→ **SHORT PROBLEM**: Exact copies are required of the lines from the line containing "the green grass" through the final line of the listing, both included, and of no other lines.

→ **RECORDS SHOWN**:

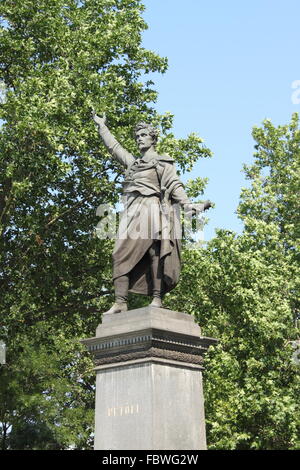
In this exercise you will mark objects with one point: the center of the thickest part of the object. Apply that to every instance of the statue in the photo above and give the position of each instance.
(148, 265)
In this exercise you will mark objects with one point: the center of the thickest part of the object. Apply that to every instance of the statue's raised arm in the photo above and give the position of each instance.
(110, 142)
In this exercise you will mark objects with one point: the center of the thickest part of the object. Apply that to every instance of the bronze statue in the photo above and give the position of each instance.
(148, 265)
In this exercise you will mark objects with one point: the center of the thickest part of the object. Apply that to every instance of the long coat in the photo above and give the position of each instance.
(152, 190)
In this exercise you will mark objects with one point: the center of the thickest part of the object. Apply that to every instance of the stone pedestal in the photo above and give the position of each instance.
(149, 381)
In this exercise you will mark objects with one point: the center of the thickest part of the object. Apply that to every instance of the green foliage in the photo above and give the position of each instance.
(60, 59)
(243, 290)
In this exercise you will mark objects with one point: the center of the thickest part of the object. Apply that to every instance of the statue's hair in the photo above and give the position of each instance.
(153, 131)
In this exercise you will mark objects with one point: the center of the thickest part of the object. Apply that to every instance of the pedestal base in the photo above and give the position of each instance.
(149, 381)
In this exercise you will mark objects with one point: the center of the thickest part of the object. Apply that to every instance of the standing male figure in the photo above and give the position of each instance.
(148, 265)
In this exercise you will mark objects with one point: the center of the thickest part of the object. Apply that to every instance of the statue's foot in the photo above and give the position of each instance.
(117, 308)
(156, 302)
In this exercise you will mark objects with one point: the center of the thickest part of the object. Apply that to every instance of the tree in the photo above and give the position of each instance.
(242, 289)
(60, 59)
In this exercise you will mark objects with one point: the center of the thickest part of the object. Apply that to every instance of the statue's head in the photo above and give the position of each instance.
(145, 135)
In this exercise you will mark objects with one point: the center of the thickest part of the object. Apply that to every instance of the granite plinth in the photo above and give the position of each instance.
(149, 381)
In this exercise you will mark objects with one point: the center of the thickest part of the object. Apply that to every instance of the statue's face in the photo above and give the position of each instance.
(143, 139)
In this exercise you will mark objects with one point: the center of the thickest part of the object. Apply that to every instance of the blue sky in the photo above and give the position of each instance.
(231, 65)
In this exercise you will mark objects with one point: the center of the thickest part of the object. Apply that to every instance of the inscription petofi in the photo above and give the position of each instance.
(124, 410)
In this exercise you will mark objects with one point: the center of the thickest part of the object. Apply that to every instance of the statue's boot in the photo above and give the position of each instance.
(117, 308)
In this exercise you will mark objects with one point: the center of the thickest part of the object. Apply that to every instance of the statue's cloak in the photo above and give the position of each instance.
(153, 194)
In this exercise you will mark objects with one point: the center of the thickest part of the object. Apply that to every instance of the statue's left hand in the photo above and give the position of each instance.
(98, 120)
(196, 208)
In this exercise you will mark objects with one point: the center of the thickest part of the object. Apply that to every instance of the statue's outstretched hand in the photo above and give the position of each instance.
(100, 121)
(207, 205)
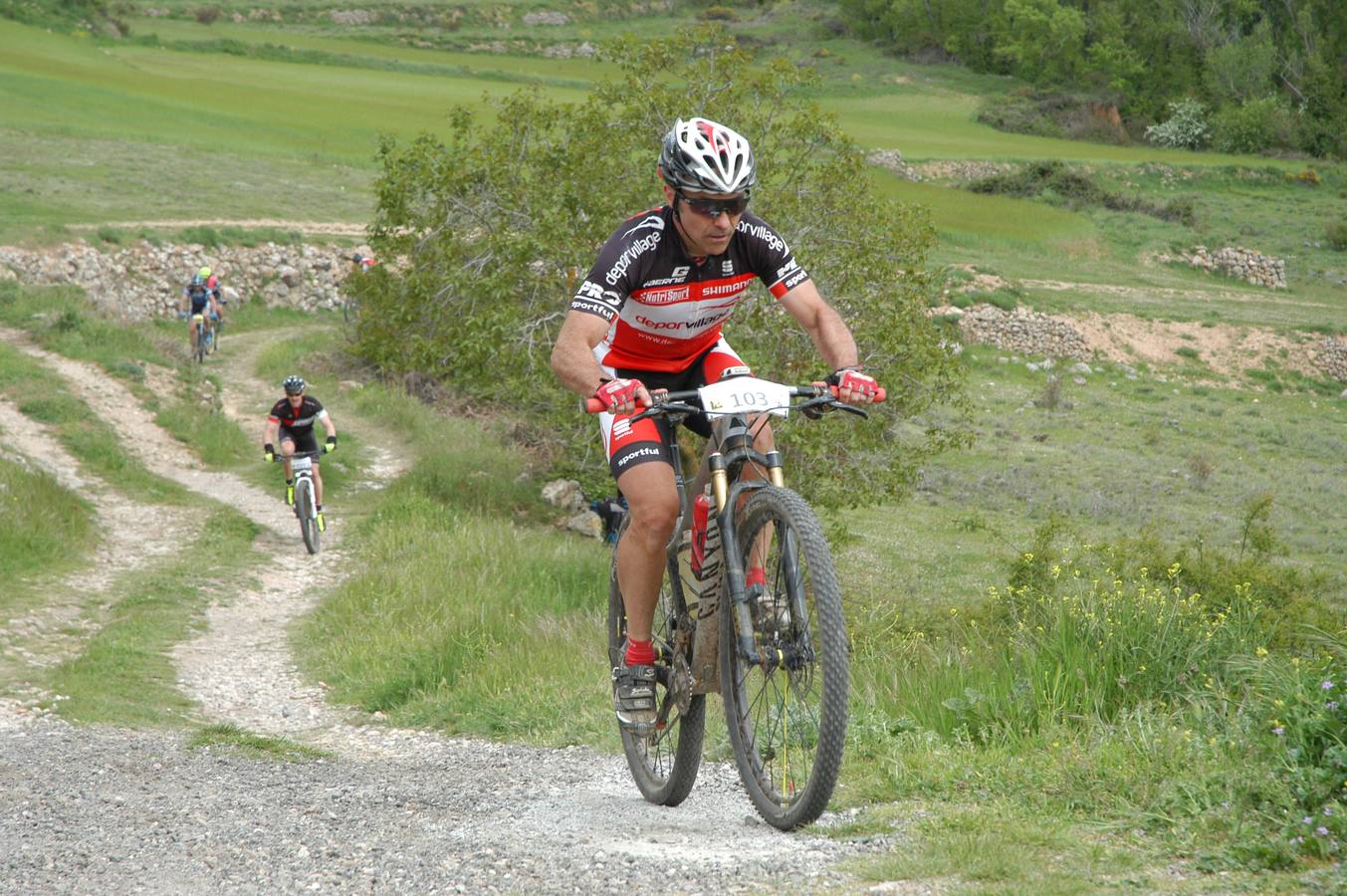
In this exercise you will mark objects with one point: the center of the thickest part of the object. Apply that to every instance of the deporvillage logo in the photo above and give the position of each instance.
(632, 252)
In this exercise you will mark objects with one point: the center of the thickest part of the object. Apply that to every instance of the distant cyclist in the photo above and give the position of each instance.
(293, 419)
(195, 298)
(213, 286)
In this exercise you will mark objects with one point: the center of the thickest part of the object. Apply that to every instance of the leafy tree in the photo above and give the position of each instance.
(1186, 126)
(1243, 68)
(493, 224)
(1041, 39)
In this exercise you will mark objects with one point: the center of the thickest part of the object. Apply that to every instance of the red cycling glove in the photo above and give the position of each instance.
(615, 392)
(855, 381)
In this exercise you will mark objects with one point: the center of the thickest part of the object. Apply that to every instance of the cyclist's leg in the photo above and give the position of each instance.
(652, 503)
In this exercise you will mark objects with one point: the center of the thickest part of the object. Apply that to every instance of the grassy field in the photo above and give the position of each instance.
(194, 126)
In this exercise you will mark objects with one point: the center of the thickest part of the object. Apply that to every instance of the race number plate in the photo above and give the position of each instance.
(745, 395)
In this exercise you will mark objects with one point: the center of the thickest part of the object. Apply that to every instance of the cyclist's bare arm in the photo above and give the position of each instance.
(572, 355)
(828, 332)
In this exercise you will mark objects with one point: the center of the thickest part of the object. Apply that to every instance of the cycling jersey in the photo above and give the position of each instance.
(667, 308)
(301, 419)
(199, 297)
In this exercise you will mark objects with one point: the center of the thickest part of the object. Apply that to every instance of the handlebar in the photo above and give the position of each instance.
(282, 458)
(813, 391)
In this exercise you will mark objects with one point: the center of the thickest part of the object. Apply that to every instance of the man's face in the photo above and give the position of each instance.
(703, 220)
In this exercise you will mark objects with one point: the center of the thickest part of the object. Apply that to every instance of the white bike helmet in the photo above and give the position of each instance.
(706, 156)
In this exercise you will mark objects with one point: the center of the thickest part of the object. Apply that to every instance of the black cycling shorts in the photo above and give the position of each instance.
(304, 439)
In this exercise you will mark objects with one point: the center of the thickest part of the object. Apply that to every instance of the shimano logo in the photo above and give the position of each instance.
(641, 452)
(663, 297)
(632, 252)
(725, 289)
(763, 232)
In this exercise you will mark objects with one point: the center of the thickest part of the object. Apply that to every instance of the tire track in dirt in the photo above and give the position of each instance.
(241, 668)
(132, 535)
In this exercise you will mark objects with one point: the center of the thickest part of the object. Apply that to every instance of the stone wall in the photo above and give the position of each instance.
(1332, 360)
(145, 281)
(1243, 264)
(1022, 331)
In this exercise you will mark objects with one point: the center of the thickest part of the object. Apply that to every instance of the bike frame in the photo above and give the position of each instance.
(728, 452)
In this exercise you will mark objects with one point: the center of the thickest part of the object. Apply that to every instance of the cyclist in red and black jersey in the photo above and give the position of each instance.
(648, 316)
(293, 420)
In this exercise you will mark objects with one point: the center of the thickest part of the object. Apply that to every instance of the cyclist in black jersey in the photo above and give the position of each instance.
(293, 420)
(649, 315)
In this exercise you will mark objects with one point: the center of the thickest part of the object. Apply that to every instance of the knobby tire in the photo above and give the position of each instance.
(305, 511)
(786, 721)
(664, 765)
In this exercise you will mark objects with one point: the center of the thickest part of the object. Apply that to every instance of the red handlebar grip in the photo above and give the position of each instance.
(878, 395)
(594, 406)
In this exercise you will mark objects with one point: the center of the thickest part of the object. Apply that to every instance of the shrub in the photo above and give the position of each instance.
(111, 235)
(1336, 235)
(1254, 125)
(717, 14)
(1184, 129)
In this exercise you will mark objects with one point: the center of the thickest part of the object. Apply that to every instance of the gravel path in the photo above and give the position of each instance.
(102, 808)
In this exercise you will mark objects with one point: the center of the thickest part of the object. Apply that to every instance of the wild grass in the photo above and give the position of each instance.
(124, 674)
(43, 396)
(45, 529)
(236, 740)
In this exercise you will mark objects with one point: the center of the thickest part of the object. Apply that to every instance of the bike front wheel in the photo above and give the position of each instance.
(663, 763)
(786, 706)
(305, 511)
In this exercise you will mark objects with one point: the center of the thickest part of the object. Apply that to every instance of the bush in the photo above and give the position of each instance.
(470, 292)
(1336, 235)
(1252, 126)
(1184, 129)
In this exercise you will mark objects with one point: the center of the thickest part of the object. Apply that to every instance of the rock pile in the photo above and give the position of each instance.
(1022, 331)
(143, 281)
(1244, 264)
(1332, 360)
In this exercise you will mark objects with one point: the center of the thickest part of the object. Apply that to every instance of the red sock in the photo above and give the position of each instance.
(640, 652)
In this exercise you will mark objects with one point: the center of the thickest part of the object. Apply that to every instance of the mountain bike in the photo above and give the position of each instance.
(202, 338)
(306, 500)
(777, 654)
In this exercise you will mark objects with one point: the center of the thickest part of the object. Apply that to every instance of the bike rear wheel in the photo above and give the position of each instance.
(786, 713)
(664, 763)
(305, 511)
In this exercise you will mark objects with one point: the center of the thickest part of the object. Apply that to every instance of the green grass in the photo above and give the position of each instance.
(43, 396)
(236, 740)
(124, 673)
(45, 529)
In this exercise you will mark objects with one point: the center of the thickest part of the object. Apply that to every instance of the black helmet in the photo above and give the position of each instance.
(706, 156)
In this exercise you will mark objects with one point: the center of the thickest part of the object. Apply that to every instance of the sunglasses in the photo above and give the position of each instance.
(713, 208)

→ **WRITTEN ANSWER**:
In this exercise you will mark objects with one point: the center of the thickest part of the object. Apply that to every instance of the green grass in the photo above and give the position of each instance.
(43, 396)
(236, 740)
(124, 673)
(45, 529)
In this exercise you will mark objects with one point: the center of the thickest part of the object. Apply that to every instance of the black helmet in the photo above and give the position of each instance.
(706, 156)
In this exercise you will mark objects with one point: the center of the thickest part of the object. Apply that to every instance of the sunglasses in the photo above and give the position of each instance.
(713, 208)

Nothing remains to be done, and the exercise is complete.